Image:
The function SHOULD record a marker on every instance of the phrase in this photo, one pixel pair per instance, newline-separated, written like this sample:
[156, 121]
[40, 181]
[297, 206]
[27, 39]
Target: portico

★ ★ ★ ★ ★ ★ ★

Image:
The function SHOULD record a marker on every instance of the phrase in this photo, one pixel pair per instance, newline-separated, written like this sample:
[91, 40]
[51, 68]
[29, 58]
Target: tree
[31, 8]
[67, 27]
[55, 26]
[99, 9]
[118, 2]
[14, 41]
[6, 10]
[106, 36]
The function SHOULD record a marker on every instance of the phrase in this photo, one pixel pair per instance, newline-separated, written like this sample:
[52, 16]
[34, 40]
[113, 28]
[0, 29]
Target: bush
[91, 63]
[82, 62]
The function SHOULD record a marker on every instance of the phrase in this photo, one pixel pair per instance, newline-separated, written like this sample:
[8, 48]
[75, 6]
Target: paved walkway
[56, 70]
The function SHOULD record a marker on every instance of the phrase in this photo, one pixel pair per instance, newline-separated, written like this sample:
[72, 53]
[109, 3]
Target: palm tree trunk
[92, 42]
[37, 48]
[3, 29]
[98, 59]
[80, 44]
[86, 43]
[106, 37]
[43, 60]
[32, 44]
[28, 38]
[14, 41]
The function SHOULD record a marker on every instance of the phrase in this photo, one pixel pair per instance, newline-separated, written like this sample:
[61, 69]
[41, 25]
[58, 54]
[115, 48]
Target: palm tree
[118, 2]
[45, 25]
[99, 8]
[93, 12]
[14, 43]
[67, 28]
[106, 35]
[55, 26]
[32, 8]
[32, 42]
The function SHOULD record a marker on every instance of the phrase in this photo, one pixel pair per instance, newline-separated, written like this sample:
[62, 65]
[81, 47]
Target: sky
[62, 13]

★ ★ ★ ★ ★ ★ ★

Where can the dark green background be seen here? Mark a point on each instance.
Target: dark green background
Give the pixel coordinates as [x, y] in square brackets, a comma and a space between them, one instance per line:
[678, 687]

★ ★ ★ ★ ★ ★ ★

EXERCISE BRIEF
Set aside each line above that includes the string "background" and report it.

EXERCISE RESULT
Where can the dark green background be seen here? Mark a point on each instance.
Target: dark green background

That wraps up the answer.